CHECK YOUR UNDERSTANDING:
1 > Update the passage on Arkansas politics between "Whitfield has been" and "skate to victory.", inclusive, replacing "the northwestern part of the state" with "northwest Arkansas".
2 > Answer these questions using the passage on Arkansas politics:
(a) In what year did Jay Barth write about campaign organizations in Arkansas?
(b) How many signatures does Whitfield need to get on the ballot?
(c) Who is the Libertarian candidate Cotton will face in the general election?
3 > Resume the passage on Arkansas politics from its final sentence and keep writing.

[Opening PROVIDED TEXT section]

Grassroots political organizing has never been a strength for either party in Arkansas. Jay Barth, a scholar of Arkansas politics, wrote in 2003 that "all successful candidates in Arkansas in the modern era — Democrat or Republican — have developed ongoing campaign organizations almost totally independent of their state parties. And, in both parties, because successful candidates' organizations are independent they are occasionally the seeds of dissention within the party even when those candidates are not in direct competition."
Though he has no Republican primary opponent or Democratic challenger, Cotton isn't running completely unopposed: In the general election he will face Libertarian Ricky Dale Harrington Jr. and Dan Whitfield, a Bernie Sanders-style progressive activist running as an independent. Whitfield's candidacy went unnoticed by many in the state until Mahony dropped out, and now some Democrats who would have supported Mahony are shifting their allegiances to Whitfield, who needs 10,000 signatures to get on the ballot.
"People started reaching out looking for an alternative to Tom Cotton because people are fed up with Tom Cotton," Whitfield told Facing South. "A lot of people who wouldn't have even signed the petition to help get me on the ballot are not only willing to sign, they're reaching out to volunteer to help get signatures."
Whitfield has been making the rounds, appearing at county Democratic events in the northwestern part of the state. He's also been going to events with conservatives and Libertarians, saying he wants to "bridge the divide" between Arkansans of different political persuasions. Even if he makes it on the ballot, though, Cotton will likely skate to victory.

[Closing PROVIDED TEXT section]
[Opening RECORDS PROVIDED section]

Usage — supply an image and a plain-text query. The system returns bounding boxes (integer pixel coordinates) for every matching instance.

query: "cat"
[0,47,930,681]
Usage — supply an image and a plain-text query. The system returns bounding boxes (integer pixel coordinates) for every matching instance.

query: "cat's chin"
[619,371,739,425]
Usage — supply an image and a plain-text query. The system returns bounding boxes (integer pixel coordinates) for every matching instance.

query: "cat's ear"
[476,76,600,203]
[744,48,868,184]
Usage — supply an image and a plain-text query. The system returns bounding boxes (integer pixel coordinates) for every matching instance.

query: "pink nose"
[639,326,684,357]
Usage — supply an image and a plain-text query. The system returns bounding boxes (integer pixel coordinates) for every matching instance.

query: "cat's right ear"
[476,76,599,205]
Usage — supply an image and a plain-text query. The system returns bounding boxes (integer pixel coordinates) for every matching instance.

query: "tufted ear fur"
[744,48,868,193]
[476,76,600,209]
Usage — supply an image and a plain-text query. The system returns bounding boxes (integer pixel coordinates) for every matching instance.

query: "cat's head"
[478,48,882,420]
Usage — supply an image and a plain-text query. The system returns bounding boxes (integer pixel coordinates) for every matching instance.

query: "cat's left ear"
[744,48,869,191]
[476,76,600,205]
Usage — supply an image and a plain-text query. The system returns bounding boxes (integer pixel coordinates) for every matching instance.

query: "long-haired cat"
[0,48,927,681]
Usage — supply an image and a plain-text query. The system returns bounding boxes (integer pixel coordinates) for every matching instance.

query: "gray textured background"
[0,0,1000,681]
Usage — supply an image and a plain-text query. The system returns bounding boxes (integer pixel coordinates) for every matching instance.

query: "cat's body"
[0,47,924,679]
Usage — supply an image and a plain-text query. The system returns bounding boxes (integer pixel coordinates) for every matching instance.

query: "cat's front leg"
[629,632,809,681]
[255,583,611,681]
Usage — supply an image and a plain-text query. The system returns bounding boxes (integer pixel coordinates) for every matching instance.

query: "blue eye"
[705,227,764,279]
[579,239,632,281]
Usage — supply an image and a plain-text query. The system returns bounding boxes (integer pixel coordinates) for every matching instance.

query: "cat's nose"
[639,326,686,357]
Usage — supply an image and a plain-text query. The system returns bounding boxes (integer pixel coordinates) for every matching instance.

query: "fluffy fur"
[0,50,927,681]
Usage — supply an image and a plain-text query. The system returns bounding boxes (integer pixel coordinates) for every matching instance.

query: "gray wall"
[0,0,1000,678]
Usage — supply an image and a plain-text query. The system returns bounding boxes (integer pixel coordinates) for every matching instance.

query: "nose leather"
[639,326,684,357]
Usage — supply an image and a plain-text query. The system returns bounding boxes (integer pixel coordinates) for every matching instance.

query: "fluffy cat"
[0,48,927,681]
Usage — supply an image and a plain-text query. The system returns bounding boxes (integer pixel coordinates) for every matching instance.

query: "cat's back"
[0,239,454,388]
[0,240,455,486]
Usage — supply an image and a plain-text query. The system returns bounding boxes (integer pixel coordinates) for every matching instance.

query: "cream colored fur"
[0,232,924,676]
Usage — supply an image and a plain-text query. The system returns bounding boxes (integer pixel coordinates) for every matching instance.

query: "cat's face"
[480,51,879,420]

[Closing RECORDS PROVIDED section]
[Opening RECORDS PROVIDED section]

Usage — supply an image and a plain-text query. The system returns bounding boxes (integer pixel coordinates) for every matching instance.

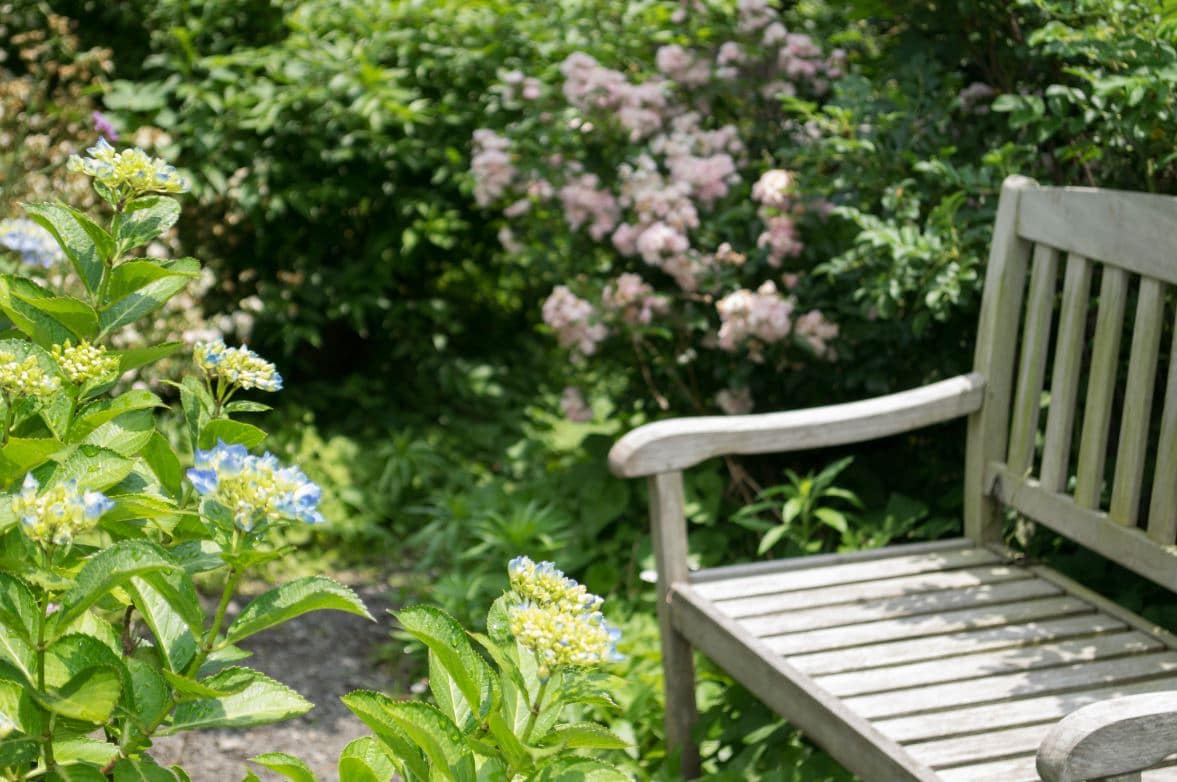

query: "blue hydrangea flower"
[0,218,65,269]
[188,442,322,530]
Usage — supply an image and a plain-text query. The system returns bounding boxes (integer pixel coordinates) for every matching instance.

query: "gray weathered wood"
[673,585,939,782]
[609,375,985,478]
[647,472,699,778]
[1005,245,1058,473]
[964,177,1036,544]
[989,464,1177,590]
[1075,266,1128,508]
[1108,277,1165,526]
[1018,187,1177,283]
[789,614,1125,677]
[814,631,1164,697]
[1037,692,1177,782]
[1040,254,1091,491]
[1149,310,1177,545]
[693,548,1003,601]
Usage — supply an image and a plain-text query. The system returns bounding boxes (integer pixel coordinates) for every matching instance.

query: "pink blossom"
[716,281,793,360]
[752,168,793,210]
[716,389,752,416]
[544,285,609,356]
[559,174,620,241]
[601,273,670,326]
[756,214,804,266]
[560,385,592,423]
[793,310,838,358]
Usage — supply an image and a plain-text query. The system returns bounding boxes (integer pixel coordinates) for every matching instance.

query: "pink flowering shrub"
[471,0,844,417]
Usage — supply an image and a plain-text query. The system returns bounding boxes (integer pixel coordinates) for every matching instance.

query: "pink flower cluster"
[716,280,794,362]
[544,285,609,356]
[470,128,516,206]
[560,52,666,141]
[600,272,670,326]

[Closing RECORDS PROVIDED section]

RESULTS OF THE TASKS:
1 >
Whitfield has been making the rounds, appearing at county Democratic events in northwest Arkansas. He's also been going to events with conservatives and Libertarians, saying he wants to "bridge the divide" between Arkansans of different political persuasions. Even if he makes it on the ballot, though, Cotton will likely skate to victory.

2 >
(a) 2003
(b) 10,000
(c) Ricky Dale Harrington Jr.

3 >
Since the early 2000s, Republicans have completely taken over Arkansas, from the legislature to the congressional delegation to the governor's mansion — a takeover cemented in 2014 with Cotton's double-digit victory over incumbent Democrat Sen. Mark Pryor. And the parties have become increasingly polarized, a trend that began in the late 1990s and is continuing, and even worsening, today. Moderate Republicans are vanishing from the GOP-controlled state legislature, further fueling the vitriolic partisan atmosphere. And state Democrats haven't figured out a message that resonates with the working-class voters who make up the bulk of the state's electorate.
"There is a faction who are either unwilling to accept how bad it is out there in Arkansas, how truly low the Democratic Party is in the state, or are waiting for something to change," said Smith. "And then there is another wing of the party that is so frustrated, because it has been saying for years, that this strategy has completely failed. It's not failing, it's not the last stage. It's over. We've absolutely been routed from this state. And so we have to take it from a square one re-approach. We have to rebrand the party."
Olivia Paschal is the archives editor with Facing South and a doctoral student in history at the University of Virginia. She was a staff reporter with Facing South for two years and spearheaded Poultry and Pandemic, Facing South's year-long investigation into conditions for Southern poultry workers during the COVID-19 pandemic. Her reporting has appeared in The Atlantic, the Huffington Post, Southerly, Scalawag, the Arkansas Times, and Civil Eats, among other publications.